§ WHAT YOU SHOULD DO:
Decide whether each statement below agrees with the airline-ticket thread, and answer yes or no for each, quoting the words of the thread that settle it.
(a) The first poster plans to fly out of Toronto or Ottawa.
(b) Booking one way on a Canadian airline and back on a US airline brought the round trip to a total of $305.
(c) The cheapest flights are usually found a week before departure.

§ PASSAGE:
# Purchasing airline tickets



## newfoundlander61 (Feb 6, 2011)

Haven't travelled a quite a few years and was looking at a trip to see some family in ST. John's NFLD. My plan is to fly out of Toronto or Ottawa and I was wondering if buying a one way ticket there and doing the same thing coming back is cheaper than getting a return ticket? Anyone have any suggestions or experience with this way of travelling on canadian airlines.


----------



## uptoolate (Oct 9, 2011)

I suspect that a return airfare is cheaper but you can go on Air Canada's website and book it either way to see what each would cost. Just don't actually book anything until you are sure of details.


----------



## Eclectic12 (Oct 20, 2010)

The airline business, particularly booking over the web seems to be constantly changing.

For what it's worth, there's only been one time I found booking one way to be cheaper. That's when there was a "loss leader" on the flight down to Florida as the flight down was $59 plus taxes/fees but no matter what day of the week for the return flight, the return flight on the same airline started at $450. I checked booking one way on one Canadian carrier and a different one for the return but the other Canadian airline was something like $330 one way return.

The final, chepeast solution was booking one way on a Canadian airline (to get a $59 one way flight) and then booking a US airline back (to get an $89 one way flight), which ended up with a total bill including taxes, airport fees etc. of $305 for the round trip.


When I checked a three way flight - it was cheaper to book two one way trips as if it was a round trip and then a one way to connect the two cities (i.e. book to LA with a return that started in San Francisco on the Canadian airline and then separately book a one way from LA to SFO using the cheapest US airline).


Bear in mind that my co-worker who was going back to Newfoundland for Christmas was typically booking at least ten months in advance. I'm not sure if it has changed since.


Cheers


----------



## Plugging Along (Jan 3, 2011)

With the way tickets are, it is no longer cheaper to buy round trip. 

Your best bets are flying on Tuesday or Wednesday. The cheapest flights are usually 2 days before, but you really take your chances. I found waiting for a seat sale usually works if you are not in a rush. When booking for a major trip I pretty much everyday or just subscribe to the newsletter.

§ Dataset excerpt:
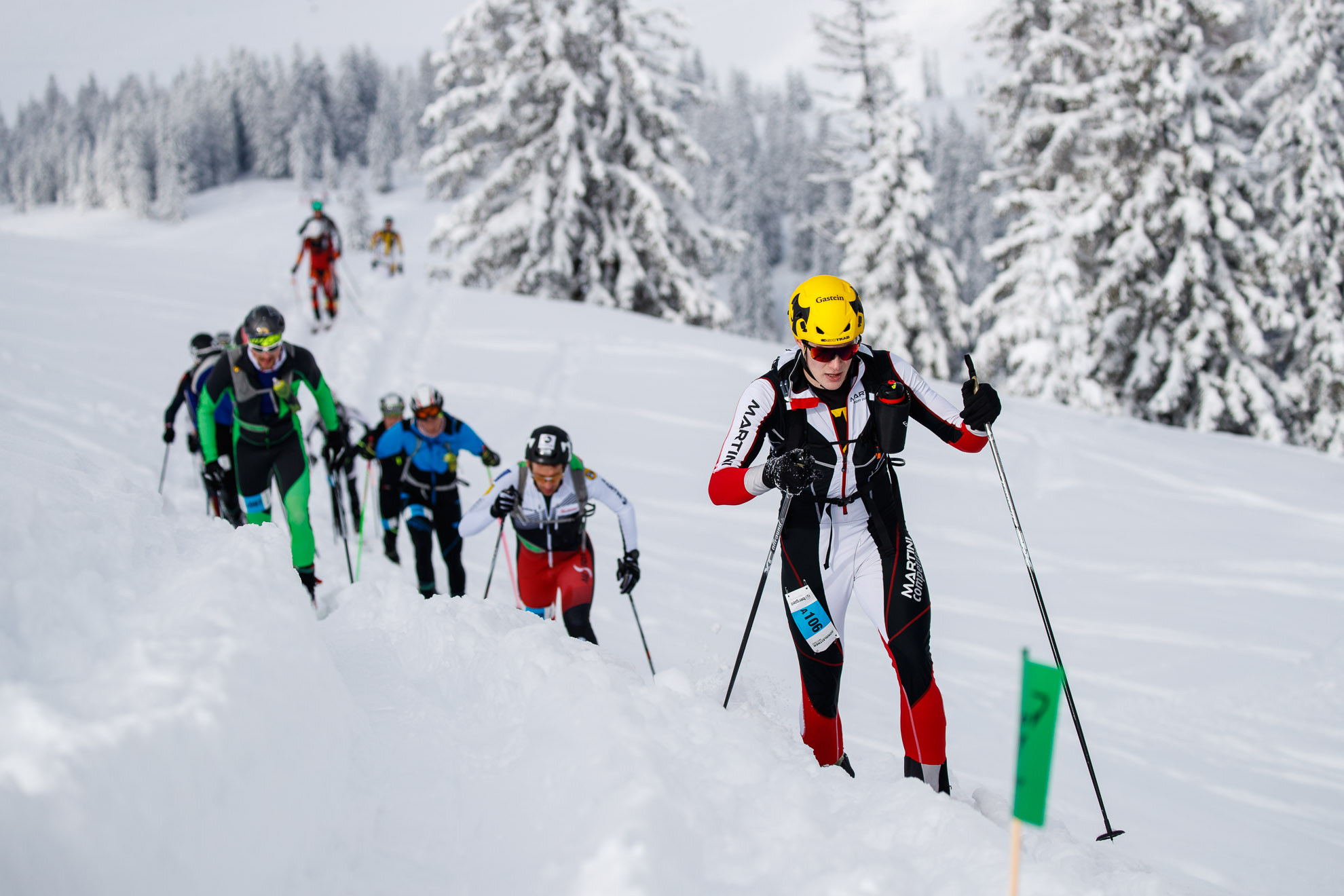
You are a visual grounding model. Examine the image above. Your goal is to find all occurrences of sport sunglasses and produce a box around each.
[804,343,859,364]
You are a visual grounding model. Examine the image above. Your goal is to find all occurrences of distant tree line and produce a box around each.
[0,48,433,219]
[0,0,1344,454]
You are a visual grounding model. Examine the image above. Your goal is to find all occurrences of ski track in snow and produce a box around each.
[0,183,1344,896]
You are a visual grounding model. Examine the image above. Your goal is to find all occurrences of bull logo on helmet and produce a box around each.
[789,293,812,331]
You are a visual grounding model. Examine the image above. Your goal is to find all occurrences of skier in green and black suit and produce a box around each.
[196,305,340,601]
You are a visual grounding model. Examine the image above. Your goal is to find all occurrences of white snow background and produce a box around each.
[0,183,1344,895]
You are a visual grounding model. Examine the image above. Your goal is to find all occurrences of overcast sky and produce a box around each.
[0,0,992,121]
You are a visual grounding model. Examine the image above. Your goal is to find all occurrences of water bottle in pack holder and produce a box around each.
[871,380,911,454]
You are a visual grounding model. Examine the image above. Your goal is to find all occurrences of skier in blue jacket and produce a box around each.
[377,384,500,598]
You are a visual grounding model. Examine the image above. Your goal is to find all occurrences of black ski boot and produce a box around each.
[906,756,952,796]
[297,567,322,608]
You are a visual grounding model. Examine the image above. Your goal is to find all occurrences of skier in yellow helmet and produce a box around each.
[369,215,403,277]
[709,276,1000,793]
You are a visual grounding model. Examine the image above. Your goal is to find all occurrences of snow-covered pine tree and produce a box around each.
[761,71,811,274]
[425,0,734,324]
[925,109,1004,306]
[815,0,967,379]
[369,78,403,193]
[94,75,155,217]
[230,51,292,177]
[836,87,968,379]
[975,0,1122,409]
[153,96,188,221]
[690,73,783,339]
[1086,0,1294,441]
[1246,0,1344,455]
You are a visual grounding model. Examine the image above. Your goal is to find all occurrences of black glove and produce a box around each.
[616,550,639,594]
[200,458,225,491]
[322,426,350,470]
[491,485,517,520]
[961,380,1003,430]
[761,449,821,494]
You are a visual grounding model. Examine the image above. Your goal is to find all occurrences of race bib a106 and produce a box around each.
[783,586,840,653]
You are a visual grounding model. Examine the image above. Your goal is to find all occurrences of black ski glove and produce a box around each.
[961,380,1003,430]
[616,550,639,594]
[761,449,821,494]
[322,426,350,470]
[200,458,225,491]
[491,485,517,520]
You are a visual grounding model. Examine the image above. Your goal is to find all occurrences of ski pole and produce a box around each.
[159,442,172,494]
[326,469,355,584]
[625,591,656,677]
[355,458,373,582]
[726,491,793,709]
[481,519,504,601]
[964,354,1125,840]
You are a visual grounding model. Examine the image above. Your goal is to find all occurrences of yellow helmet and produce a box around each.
[789,274,863,346]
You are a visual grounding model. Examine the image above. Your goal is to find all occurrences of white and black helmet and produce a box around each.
[523,426,572,466]
[411,383,443,416]
[191,333,219,360]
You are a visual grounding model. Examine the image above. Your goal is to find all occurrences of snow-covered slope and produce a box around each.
[0,184,1344,893]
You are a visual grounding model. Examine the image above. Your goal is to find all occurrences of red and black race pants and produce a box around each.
[517,536,597,643]
[779,515,948,766]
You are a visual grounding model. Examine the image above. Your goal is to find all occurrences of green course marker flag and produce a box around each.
[1012,650,1063,827]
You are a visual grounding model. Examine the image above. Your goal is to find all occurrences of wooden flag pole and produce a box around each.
[1008,818,1022,896]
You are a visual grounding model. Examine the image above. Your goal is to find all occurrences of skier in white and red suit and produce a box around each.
[709,276,1000,793]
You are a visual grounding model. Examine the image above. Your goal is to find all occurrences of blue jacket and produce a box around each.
[377,414,485,487]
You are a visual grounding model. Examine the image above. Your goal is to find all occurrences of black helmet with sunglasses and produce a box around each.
[243,305,285,351]
[523,426,574,466]
[411,383,443,420]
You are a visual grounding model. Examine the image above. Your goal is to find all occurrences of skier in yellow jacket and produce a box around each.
[369,217,405,277]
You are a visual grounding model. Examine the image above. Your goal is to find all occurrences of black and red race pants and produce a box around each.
[779,513,948,766]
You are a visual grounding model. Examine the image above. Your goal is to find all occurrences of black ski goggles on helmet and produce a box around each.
[804,341,859,364]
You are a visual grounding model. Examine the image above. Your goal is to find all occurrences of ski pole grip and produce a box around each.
[961,354,979,394]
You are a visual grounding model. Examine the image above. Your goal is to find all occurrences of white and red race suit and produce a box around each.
[709,346,986,789]
[457,462,639,643]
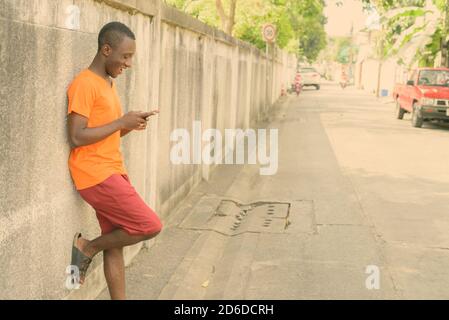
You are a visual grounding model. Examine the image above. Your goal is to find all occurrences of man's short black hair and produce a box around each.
[98,21,136,51]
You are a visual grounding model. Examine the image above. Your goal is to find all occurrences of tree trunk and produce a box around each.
[215,0,237,35]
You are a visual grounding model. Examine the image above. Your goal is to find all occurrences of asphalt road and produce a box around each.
[99,84,449,299]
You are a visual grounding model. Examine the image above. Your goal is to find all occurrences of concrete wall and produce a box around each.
[0,0,296,299]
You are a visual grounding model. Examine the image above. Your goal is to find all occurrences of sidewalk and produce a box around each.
[98,86,396,299]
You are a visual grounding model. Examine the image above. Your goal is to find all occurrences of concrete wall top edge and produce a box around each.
[161,3,262,54]
[94,0,159,17]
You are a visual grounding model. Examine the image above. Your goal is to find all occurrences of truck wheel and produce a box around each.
[394,100,405,120]
[412,102,423,128]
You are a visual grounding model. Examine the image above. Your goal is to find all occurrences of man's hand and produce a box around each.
[120,110,159,131]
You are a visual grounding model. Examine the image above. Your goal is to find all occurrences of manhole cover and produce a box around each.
[179,196,314,236]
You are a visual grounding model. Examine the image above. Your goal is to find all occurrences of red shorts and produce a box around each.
[78,174,162,235]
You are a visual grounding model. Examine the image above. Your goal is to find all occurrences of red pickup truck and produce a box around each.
[393,68,449,128]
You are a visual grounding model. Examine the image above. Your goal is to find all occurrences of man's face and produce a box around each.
[102,36,136,78]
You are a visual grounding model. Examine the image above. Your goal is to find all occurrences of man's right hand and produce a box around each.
[119,111,147,130]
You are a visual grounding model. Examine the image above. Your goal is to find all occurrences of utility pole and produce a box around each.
[441,1,449,67]
[376,31,384,98]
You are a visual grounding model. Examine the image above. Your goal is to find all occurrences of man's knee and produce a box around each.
[103,248,123,259]
[144,221,163,240]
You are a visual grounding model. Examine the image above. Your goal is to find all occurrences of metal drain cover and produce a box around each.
[179,196,314,236]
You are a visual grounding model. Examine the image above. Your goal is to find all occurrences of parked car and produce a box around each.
[299,67,321,90]
[393,68,449,128]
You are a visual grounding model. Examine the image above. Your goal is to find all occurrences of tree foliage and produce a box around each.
[165,0,326,62]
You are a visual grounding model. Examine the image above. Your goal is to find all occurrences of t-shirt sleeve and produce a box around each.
[67,79,95,118]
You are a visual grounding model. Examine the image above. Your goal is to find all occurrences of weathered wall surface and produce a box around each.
[0,0,296,299]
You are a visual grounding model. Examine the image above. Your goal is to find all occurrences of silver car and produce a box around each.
[299,67,321,90]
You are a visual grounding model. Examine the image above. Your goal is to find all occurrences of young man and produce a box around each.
[67,22,162,299]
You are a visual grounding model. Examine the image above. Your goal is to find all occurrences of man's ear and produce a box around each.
[101,43,112,57]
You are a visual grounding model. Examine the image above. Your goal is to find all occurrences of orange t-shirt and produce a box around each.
[67,69,126,190]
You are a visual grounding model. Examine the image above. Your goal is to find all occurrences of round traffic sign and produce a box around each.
[262,23,276,42]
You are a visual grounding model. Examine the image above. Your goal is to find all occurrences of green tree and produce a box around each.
[165,0,326,62]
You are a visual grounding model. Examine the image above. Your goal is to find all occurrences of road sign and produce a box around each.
[262,23,276,42]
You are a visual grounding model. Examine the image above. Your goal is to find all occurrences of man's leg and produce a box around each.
[78,229,160,258]
[103,248,126,300]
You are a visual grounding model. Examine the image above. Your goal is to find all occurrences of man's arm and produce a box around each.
[120,129,132,137]
[68,111,148,148]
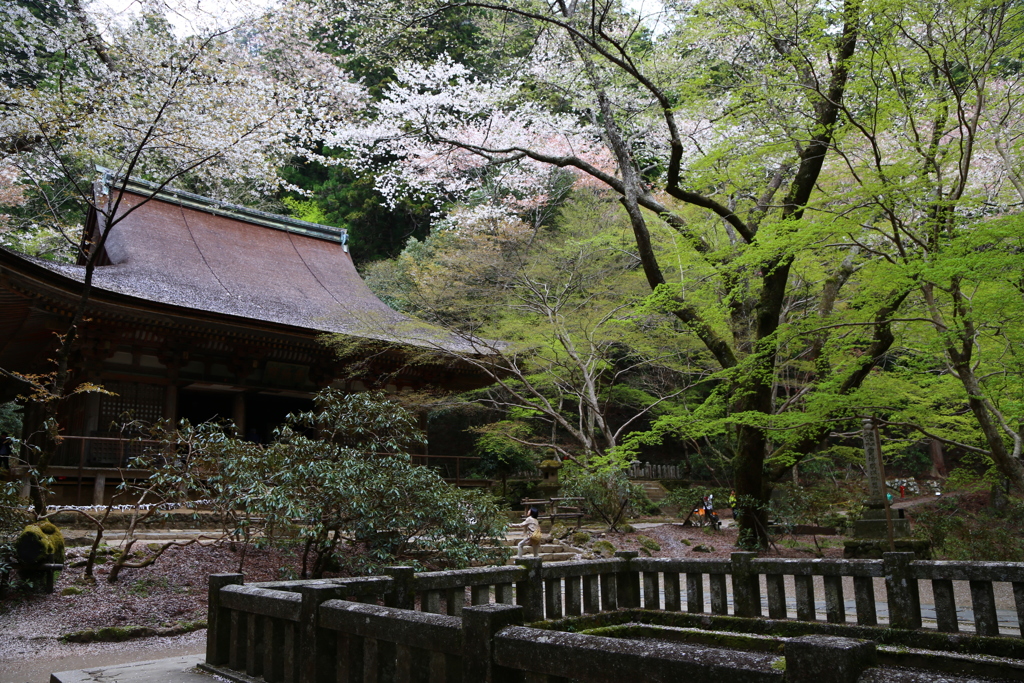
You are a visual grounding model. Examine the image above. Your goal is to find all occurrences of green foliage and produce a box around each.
[561,463,650,530]
[637,535,662,556]
[0,401,22,436]
[0,481,30,595]
[282,162,434,266]
[148,389,505,577]
[473,420,537,498]
[913,495,1024,562]
[770,483,851,530]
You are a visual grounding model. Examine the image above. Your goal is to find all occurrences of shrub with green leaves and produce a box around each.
[561,463,651,530]
[157,389,506,577]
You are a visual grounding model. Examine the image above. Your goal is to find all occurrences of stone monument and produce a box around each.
[843,418,930,559]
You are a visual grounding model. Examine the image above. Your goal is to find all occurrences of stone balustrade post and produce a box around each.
[462,603,525,683]
[384,566,416,609]
[206,573,245,666]
[730,552,761,617]
[784,636,878,683]
[298,584,343,683]
[615,550,640,609]
[515,557,544,622]
[882,553,921,629]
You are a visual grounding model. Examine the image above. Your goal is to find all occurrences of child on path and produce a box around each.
[509,508,541,557]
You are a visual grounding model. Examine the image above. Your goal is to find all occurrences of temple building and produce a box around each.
[0,180,487,503]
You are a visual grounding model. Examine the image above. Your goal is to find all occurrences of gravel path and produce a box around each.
[0,545,297,683]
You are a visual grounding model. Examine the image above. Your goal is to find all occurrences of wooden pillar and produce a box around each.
[231,391,246,437]
[82,393,101,436]
[92,473,106,505]
[164,387,178,423]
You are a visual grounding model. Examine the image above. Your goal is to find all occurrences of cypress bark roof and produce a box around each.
[9,181,464,348]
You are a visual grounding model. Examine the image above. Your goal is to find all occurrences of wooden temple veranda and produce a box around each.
[0,180,487,504]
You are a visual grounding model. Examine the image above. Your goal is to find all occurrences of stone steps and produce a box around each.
[634,481,669,505]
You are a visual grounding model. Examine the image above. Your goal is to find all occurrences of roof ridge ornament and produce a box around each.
[96,166,348,245]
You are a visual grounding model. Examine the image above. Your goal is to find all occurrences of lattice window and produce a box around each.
[98,382,164,431]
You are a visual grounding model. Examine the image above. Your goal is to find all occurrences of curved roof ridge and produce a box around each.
[96,166,348,245]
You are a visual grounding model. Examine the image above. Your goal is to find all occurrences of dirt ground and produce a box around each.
[0,545,299,683]
[0,523,842,683]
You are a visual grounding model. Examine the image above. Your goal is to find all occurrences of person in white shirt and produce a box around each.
[509,508,541,557]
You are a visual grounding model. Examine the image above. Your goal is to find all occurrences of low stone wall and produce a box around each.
[207,553,1024,683]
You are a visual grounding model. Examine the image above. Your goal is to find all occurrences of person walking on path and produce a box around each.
[509,508,541,557]
[0,432,13,470]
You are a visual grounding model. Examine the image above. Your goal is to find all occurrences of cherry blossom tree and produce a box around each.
[329,0,1024,541]
[323,0,868,538]
[0,0,356,511]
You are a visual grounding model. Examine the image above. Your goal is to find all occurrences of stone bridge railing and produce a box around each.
[207,553,1024,683]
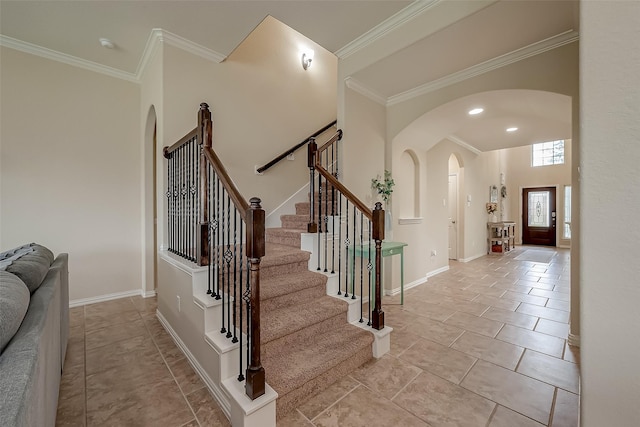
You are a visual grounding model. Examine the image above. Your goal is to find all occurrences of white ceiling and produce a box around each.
[0,0,578,151]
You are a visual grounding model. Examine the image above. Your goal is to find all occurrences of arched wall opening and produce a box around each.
[142,105,158,296]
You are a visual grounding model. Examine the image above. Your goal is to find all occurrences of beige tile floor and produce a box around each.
[57,247,580,427]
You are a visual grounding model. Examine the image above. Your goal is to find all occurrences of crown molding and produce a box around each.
[386,30,579,106]
[335,0,441,59]
[0,28,227,83]
[0,34,138,83]
[344,77,387,106]
[136,28,227,80]
[446,135,482,155]
[151,28,227,63]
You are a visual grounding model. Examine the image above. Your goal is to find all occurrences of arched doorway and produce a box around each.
[447,154,461,260]
[142,105,158,297]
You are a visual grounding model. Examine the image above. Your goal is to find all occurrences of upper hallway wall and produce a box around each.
[160,17,337,213]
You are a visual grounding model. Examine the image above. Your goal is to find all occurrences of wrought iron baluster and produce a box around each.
[214,178,224,300]
[358,212,364,300]
[218,188,229,334]
[231,207,238,343]
[184,142,194,261]
[351,206,358,298]
[234,219,245,381]
[324,153,329,273]
[204,165,213,295]
[316,169,324,271]
[224,192,233,338]
[344,199,356,298]
[338,194,342,295]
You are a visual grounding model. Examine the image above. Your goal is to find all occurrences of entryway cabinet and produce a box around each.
[487,221,516,255]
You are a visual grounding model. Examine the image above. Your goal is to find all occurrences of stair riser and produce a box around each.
[265,233,300,248]
[274,346,372,419]
[261,307,347,357]
[260,284,326,312]
[296,204,339,217]
[260,261,309,279]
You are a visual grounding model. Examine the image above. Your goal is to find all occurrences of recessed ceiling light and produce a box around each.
[99,37,116,49]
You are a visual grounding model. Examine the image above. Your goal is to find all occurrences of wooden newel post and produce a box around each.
[307,138,318,233]
[196,102,213,265]
[371,202,384,330]
[245,197,265,400]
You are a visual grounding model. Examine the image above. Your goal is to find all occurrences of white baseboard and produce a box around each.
[567,333,580,347]
[427,265,449,278]
[69,289,141,308]
[156,310,231,419]
[458,254,486,262]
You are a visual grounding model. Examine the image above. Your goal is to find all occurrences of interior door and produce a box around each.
[522,187,556,246]
[449,175,458,259]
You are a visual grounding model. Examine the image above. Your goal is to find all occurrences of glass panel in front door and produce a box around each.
[528,191,549,227]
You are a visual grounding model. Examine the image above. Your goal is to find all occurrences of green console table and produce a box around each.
[349,241,407,305]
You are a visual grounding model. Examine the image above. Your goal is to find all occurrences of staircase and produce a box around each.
[260,202,374,418]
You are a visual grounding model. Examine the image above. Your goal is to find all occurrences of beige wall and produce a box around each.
[579,1,640,427]
[161,17,337,221]
[0,47,142,300]
[140,44,166,294]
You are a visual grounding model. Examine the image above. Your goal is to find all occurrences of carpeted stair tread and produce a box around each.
[265,228,302,250]
[260,296,347,345]
[260,270,327,301]
[260,244,311,268]
[280,215,309,233]
[262,324,373,395]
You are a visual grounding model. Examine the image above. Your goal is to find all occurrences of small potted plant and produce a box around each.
[487,202,498,222]
[371,170,396,205]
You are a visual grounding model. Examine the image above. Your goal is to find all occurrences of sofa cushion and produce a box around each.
[0,271,30,353]
[6,243,53,293]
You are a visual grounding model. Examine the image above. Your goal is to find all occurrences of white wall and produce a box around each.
[580,1,640,427]
[0,47,142,300]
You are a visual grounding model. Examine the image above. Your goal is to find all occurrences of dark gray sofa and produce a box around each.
[0,243,69,427]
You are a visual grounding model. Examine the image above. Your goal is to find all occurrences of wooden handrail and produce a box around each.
[203,147,249,222]
[314,130,373,221]
[162,127,198,159]
[256,120,338,173]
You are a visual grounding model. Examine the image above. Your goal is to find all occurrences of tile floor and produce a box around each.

§ WRITTEN SOLUTION:
(a) Yes: "My plan is to fly out of Toronto or Ottawa"
(b) Yes: "which ended up with a total bill including taxes, airport fees etc. of $305 for the round trip"
(c) No: "The cheapest flights are usually 2 days before"